Text shown
Voivode of Opole Voivodeship
- Incumbent
- Assumed office December 2023
- President: Andrzej Duda Karol Nawrocki
- Prime Minister: Donald Tusk
- Preceded by: Sławomir Kłosowski

Personal details
- Born: 1 July 1967 (age 59) Pabianice, Polish People's Republic
- Citizenship: Poland
- Party: Civic Platform
- Alma mater: University of Łódź
- Occupation: Politician
- Awards: Cross of Merit

= Monika Jurek =

Polish politician

Monika Małgorzata Jurek (née Jarmolińska, born July 1, 1967 in Pabianice) is a Polish teacher, politician and local government activist, and Voivode of Opole Voivodeship since 2023.

==Biography==
In 1992, she earned a master's degree in mathematics from the University of Łódź. She also completed postgraduate studies in educational organization and management and pedagogical supervision. Professionally involved in education, she worked as a mathematics teacher. For over a decade, she was the principal of the Prince George II Piast Construction School Complex in Brzeg. Later, she headed the Department of Education and Labor Market at the Marshal's Office of the Opole Voivodeship.

She is a member of the Civic Platform party. In 2010, she was elected a city councilor in Brzeg. In 2018, she was elected a councilor of the Brzeg County, and in the same year, she joined the county board. She ran unsuccessfully for the Sejm in 2019 and 2023.

In December 2023, she was appointed Voivode of the Opole Voivodeship.

In 2009, she was awarded the Silver Cross of Merit.

Things to do
1. Say yes or no to whether each statement agrees with the Monika Jurek biography, and quote the deciding words of the biography for each. (a) She earned a master's degree in mathematics from the University of Łódź in 1992. (b) She won a seat in the Sejm in 2019. (c) She received the Silver Cross of Merit in 2010.
2. Copy the Monika Jurek biography starting with "Polish politician" and going on through "Voivodeship since 2023.", but swap "teacher" for "educator".
Please rely on the Monika Jurek biography alone.

Provided data
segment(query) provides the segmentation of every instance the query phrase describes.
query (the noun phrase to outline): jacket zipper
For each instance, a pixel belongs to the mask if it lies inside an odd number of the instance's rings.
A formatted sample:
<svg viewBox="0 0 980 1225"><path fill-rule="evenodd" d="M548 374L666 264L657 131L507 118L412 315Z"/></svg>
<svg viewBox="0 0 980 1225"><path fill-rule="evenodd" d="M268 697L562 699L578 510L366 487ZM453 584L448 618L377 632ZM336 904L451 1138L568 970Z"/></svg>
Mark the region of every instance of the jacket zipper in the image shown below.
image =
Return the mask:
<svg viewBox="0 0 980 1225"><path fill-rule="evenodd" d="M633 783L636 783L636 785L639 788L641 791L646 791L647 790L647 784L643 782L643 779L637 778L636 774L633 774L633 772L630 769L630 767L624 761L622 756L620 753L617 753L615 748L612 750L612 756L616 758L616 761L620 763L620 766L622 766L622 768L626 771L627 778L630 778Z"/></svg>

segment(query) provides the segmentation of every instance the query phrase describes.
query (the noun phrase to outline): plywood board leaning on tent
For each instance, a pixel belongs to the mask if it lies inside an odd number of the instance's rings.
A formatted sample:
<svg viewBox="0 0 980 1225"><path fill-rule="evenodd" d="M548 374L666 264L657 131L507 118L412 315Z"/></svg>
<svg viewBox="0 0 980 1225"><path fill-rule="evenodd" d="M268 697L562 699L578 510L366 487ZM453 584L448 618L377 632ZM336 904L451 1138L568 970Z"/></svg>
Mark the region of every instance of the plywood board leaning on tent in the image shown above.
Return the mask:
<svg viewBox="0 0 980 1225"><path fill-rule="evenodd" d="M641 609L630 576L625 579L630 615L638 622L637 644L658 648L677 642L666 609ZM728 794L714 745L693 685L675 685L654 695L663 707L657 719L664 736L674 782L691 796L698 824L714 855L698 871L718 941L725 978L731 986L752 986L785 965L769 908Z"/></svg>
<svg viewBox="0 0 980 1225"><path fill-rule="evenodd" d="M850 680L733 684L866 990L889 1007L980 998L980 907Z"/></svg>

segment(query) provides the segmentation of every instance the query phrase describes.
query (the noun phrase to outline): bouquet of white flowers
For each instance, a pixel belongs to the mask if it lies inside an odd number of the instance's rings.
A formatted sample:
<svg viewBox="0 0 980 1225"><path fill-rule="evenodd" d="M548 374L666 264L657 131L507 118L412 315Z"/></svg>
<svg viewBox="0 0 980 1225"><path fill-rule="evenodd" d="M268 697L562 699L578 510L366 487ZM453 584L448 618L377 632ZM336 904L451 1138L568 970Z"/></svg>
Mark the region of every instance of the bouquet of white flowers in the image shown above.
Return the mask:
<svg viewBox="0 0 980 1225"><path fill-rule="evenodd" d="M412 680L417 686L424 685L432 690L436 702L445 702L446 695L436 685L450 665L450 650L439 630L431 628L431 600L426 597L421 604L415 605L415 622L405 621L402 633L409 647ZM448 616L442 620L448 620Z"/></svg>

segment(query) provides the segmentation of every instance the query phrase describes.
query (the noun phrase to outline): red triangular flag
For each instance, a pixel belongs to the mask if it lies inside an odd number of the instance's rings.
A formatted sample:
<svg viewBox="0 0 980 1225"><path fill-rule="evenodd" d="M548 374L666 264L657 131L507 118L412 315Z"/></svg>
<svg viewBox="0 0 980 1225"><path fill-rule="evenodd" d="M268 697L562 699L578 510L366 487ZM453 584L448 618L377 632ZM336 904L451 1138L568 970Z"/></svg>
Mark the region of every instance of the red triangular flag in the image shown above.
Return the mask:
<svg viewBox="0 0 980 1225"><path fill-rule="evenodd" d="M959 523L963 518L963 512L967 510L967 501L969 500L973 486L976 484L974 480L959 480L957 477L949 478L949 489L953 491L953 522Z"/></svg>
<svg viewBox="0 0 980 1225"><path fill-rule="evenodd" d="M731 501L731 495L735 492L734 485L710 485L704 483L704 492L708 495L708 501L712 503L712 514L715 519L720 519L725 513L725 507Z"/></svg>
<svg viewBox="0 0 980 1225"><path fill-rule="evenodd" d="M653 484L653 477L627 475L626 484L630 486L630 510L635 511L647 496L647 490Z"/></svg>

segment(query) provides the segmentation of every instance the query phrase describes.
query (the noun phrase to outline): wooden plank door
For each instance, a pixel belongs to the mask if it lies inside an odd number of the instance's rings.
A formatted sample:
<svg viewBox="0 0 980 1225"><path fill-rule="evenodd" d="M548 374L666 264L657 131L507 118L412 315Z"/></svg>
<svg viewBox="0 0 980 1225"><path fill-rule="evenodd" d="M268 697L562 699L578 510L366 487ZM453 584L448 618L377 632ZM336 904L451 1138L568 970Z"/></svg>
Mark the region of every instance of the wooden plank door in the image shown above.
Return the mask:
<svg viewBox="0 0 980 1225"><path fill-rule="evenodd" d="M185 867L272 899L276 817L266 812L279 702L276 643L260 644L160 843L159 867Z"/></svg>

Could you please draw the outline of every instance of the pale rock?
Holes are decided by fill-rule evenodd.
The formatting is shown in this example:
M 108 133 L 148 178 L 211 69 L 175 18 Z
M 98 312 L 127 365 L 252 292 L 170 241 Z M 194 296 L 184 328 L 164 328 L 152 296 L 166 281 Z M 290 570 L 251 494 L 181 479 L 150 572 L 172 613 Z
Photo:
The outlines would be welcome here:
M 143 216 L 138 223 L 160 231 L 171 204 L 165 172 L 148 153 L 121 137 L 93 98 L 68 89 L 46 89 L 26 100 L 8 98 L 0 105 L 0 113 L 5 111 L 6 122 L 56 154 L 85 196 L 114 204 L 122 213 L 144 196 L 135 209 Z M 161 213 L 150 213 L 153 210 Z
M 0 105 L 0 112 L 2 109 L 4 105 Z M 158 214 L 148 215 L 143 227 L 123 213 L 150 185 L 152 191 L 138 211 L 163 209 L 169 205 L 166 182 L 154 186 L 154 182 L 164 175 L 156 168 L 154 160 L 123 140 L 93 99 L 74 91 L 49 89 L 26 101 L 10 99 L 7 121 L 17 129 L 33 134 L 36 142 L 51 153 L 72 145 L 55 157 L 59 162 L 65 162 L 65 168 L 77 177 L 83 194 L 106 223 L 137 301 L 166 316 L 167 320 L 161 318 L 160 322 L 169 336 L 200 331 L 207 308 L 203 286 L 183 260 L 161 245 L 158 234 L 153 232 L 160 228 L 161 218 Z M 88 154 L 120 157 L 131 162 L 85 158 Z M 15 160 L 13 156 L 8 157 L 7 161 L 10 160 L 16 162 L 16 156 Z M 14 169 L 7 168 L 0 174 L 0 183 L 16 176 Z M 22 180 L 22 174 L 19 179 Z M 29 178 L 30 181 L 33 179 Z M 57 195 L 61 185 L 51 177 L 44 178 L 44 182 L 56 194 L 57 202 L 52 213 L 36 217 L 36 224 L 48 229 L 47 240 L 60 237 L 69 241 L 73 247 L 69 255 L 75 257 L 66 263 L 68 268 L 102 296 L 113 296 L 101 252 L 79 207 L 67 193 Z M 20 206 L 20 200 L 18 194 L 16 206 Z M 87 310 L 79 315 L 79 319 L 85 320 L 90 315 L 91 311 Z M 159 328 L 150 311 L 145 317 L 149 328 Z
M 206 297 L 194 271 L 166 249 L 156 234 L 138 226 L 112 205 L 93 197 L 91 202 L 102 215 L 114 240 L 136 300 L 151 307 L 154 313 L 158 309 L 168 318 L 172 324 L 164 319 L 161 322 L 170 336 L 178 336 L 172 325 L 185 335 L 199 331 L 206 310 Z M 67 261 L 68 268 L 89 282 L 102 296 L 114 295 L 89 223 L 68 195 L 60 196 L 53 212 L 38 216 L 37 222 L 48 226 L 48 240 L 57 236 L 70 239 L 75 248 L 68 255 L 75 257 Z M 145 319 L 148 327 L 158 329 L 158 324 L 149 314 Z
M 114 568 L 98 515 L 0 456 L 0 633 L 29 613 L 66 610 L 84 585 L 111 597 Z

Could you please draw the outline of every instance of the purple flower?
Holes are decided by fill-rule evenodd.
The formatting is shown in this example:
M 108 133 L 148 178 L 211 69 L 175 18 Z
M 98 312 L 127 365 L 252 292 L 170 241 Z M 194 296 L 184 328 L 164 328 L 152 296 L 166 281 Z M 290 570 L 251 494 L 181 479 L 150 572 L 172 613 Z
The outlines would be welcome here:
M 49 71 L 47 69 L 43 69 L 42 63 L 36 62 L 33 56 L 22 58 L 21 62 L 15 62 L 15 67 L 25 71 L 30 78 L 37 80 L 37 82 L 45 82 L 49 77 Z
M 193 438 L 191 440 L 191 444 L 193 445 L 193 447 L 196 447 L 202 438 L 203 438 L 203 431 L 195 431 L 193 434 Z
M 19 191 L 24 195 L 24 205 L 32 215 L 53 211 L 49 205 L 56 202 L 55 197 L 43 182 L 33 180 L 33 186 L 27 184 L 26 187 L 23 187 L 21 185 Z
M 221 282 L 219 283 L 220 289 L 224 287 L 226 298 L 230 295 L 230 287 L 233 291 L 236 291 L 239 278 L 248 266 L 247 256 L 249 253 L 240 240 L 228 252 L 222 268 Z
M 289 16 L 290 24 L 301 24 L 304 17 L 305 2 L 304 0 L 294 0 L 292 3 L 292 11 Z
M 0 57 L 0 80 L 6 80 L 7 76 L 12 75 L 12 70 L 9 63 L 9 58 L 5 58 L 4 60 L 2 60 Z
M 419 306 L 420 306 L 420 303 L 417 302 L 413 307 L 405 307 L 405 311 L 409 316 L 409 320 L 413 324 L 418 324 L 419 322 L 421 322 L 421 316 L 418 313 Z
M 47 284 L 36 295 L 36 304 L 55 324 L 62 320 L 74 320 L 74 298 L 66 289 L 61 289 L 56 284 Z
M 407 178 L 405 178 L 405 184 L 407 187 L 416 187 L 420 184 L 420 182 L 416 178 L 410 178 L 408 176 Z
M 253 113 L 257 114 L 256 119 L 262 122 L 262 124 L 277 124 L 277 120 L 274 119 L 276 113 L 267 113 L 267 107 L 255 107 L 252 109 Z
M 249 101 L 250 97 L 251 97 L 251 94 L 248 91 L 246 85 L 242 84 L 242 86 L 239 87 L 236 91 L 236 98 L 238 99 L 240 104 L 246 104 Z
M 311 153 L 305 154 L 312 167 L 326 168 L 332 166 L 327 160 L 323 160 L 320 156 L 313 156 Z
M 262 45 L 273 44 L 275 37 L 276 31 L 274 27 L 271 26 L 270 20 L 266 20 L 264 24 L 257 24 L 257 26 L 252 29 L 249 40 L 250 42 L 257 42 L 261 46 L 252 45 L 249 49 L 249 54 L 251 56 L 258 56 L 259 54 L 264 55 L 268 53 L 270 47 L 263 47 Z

Answers
1.
(a) Yes: "In 1992, she earned a master's degree in mathematics from the University of Łódź."
(b) No: "She ran unsuccessfully for the Sejm in 2019 and 2023."
(c) No: "In 2009, she was awarded the Silver Cross of Merit."

2.
Polish politician

Monika Małgorzata Jurek (née Jarmolińska, born July 1, 1967 in Pabianice) is a Polish educator, politician and local government activist, and Voivode of Opole Voivodeship since 2023.